------ Supplied information
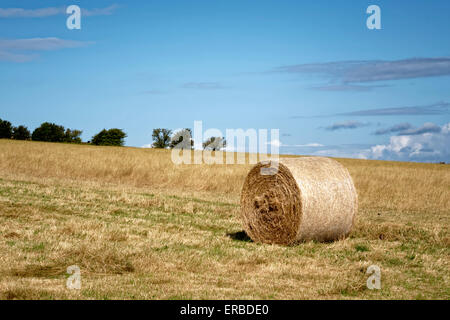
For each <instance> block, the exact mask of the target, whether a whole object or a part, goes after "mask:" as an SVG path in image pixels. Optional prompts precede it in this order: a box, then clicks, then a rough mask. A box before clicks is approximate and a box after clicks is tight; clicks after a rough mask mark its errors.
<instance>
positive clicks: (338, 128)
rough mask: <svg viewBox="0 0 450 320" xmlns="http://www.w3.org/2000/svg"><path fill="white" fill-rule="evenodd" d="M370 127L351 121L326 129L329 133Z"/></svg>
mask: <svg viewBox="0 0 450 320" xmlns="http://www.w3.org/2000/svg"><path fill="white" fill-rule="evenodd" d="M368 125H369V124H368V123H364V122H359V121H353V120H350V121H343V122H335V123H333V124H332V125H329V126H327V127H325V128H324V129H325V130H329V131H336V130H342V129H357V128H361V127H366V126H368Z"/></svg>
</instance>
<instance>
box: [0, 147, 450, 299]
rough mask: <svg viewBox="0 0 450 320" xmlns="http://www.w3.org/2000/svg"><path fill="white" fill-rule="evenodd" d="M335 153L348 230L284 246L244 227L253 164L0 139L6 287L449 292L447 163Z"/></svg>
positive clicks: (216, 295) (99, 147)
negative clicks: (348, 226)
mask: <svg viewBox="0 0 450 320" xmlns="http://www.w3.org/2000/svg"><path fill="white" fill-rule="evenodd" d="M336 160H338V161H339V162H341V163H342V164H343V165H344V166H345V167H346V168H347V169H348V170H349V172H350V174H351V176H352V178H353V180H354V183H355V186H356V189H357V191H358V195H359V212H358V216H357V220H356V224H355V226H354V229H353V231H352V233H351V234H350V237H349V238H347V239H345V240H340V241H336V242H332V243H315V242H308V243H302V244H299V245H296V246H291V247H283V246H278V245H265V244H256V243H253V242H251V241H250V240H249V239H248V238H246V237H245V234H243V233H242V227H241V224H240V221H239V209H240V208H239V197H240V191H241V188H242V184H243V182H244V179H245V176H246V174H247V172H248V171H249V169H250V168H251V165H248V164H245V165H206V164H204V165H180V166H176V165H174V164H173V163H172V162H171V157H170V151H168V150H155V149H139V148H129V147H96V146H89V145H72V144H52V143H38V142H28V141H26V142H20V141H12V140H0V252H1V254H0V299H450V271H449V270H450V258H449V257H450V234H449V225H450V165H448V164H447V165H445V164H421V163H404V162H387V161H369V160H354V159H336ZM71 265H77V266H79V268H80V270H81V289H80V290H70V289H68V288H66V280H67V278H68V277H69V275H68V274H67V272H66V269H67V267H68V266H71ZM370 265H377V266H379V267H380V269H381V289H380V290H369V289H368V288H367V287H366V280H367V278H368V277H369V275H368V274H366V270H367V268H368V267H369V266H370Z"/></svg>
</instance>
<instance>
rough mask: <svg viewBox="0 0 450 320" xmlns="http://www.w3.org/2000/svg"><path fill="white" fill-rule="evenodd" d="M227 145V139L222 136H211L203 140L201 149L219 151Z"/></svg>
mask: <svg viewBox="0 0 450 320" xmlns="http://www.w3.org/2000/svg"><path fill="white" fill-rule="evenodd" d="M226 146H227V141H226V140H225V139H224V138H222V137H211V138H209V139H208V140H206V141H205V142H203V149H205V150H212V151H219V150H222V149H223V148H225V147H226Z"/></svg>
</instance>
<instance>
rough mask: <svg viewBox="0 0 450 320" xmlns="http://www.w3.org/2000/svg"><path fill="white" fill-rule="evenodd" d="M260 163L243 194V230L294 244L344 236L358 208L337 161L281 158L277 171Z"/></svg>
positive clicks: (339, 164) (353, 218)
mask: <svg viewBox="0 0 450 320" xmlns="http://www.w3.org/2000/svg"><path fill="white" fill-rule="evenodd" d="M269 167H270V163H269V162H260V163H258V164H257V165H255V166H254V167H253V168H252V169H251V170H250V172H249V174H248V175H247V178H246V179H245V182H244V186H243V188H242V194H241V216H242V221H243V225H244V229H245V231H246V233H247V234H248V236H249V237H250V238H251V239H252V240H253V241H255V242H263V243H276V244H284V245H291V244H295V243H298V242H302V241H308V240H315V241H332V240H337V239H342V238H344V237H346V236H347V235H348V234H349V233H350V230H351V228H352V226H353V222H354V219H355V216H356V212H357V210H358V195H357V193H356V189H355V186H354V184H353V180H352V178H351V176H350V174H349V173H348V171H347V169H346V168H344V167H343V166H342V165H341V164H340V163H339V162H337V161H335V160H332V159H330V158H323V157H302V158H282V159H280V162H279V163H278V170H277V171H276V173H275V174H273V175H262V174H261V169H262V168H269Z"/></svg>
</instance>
------------
About this task
A faithful, complete copy of the entries is required, without the pictures.

Problem solution
For each <instance> block, the exact mask of the target, whether a whole object or a part, goes after "mask:" as an SVG path in image pixels. Optional prompts precede it in this order: a box, then clicks, then a rough mask. A box before clicks is approximate and a box after clicks is tight; clicks after a rough mask mark its errors.
<instance>
positive clicks: (338, 128)
rough mask: <svg viewBox="0 0 450 320" xmlns="http://www.w3.org/2000/svg"><path fill="white" fill-rule="evenodd" d="M370 127L351 121L326 129L329 133Z"/></svg>
mask: <svg viewBox="0 0 450 320" xmlns="http://www.w3.org/2000/svg"><path fill="white" fill-rule="evenodd" d="M368 125H369V124H368V123H364V122H359V121H353V120H350V121H343V122H335V123H333V124H332V125H329V126H327V127H325V128H324V129H325V130H329V131H336V130H342V129H357V128H361V127H366V126H368Z"/></svg>
</instance>
<instance>
box: [0, 147, 450, 299]
rough mask: <svg viewBox="0 0 450 320" xmlns="http://www.w3.org/2000/svg"><path fill="white" fill-rule="evenodd" d="M335 153L348 230L284 246L244 227L253 164L0 139L6 287L449 292L447 163Z"/></svg>
positive clicks: (216, 295) (99, 147)
negative clicks: (348, 226)
mask: <svg viewBox="0 0 450 320" xmlns="http://www.w3.org/2000/svg"><path fill="white" fill-rule="evenodd" d="M336 160H338V161H339V162H341V163H342V164H343V165H344V166H345V167H346V168H347V169H348V170H349V172H350V174H351V176H352V178H353V180H354V183H355V186H356V189H357V191H358V195H359V212H358V216H357V220H356V224H355V226H354V229H353V231H352V233H351V234H350V237H349V238H347V239H345V240H340V241H336V242H332V243H315V242H308V243H302V244H299V245H296V246H291V247H283V246H278V245H265V244H256V243H253V242H251V241H250V240H249V239H248V238H246V237H245V234H243V233H242V227H241V224H240V221H239V209H240V208H239V197H240V191H241V188H242V184H243V182H244V179H245V176H246V174H247V172H248V171H249V169H250V168H251V165H248V164H245V165H206V164H204V165H180V166H176V165H174V164H173V163H172V162H171V157H170V151H168V150H155V149H139V148H129V147H96V146H89V145H72V144H52V143H38V142H28V141H26V142H20V141H12V140H0V252H1V254H0V299H450V271H449V270H450V258H449V257H450V234H449V225H450V165H448V164H447V165H445V164H421V163H404V162H387V161H369V160H354V159H336ZM71 265H77V266H79V268H80V270H81V289H80V290H70V289H68V288H66V280H67V278H68V277H69V275H68V274H67V272H66V269H67V267H68V266H71ZM370 265H377V266H379V267H380V269H381V289H380V290H369V289H368V288H367V287H366V280H367V278H368V277H369V275H368V274H366V270H367V268H368V267H369V266H370Z"/></svg>
</instance>
<instance>
rough mask: <svg viewBox="0 0 450 320" xmlns="http://www.w3.org/2000/svg"><path fill="white" fill-rule="evenodd" d="M227 145V139L222 136H211L203 140L201 149L219 151Z"/></svg>
mask: <svg viewBox="0 0 450 320" xmlns="http://www.w3.org/2000/svg"><path fill="white" fill-rule="evenodd" d="M226 146H227V141H226V140H225V139H224V138H222V137H211V138H209V139H208V140H206V141H205V142H203V149H205V150H212V151H219V150H222V149H223V148H225V147H226Z"/></svg>
</instance>
<instance>
rough mask: <svg viewBox="0 0 450 320" xmlns="http://www.w3.org/2000/svg"><path fill="white" fill-rule="evenodd" d="M260 163L243 194V230L294 244L344 236L358 208L337 161L281 158L277 171Z"/></svg>
positive clicks: (339, 164) (353, 218)
mask: <svg viewBox="0 0 450 320" xmlns="http://www.w3.org/2000/svg"><path fill="white" fill-rule="evenodd" d="M269 167H270V163H269V162H260V163H258V164H257V165H255V166H254V167H253V168H252V169H251V170H250V172H249V174H248V175H247V178H246V179H245V182H244V186H243V188H242V194H241V216H242V221H243V225H244V229H245V231H246V233H247V234H248V236H249V237H250V238H251V239H252V240H253V241H255V242H263V243H276V244H284V245H291V244H295V243H298V242H302V241H308V240H315V241H332V240H337V239H342V238H344V237H346V236H347V235H348V234H349V233H350V230H351V228H352V226H353V222H354V219H355V216H356V212H357V210H358V195H357V193H356V189H355V186H354V184H353V180H352V178H351V176H350V174H349V173H348V171H347V169H346V168H344V167H343V166H342V165H341V164H340V163H339V162H337V161H335V160H332V159H330V158H323V157H302V158H282V159H280V162H279V163H278V170H277V171H276V173H275V174H273V175H262V174H261V169H262V168H269Z"/></svg>
</instance>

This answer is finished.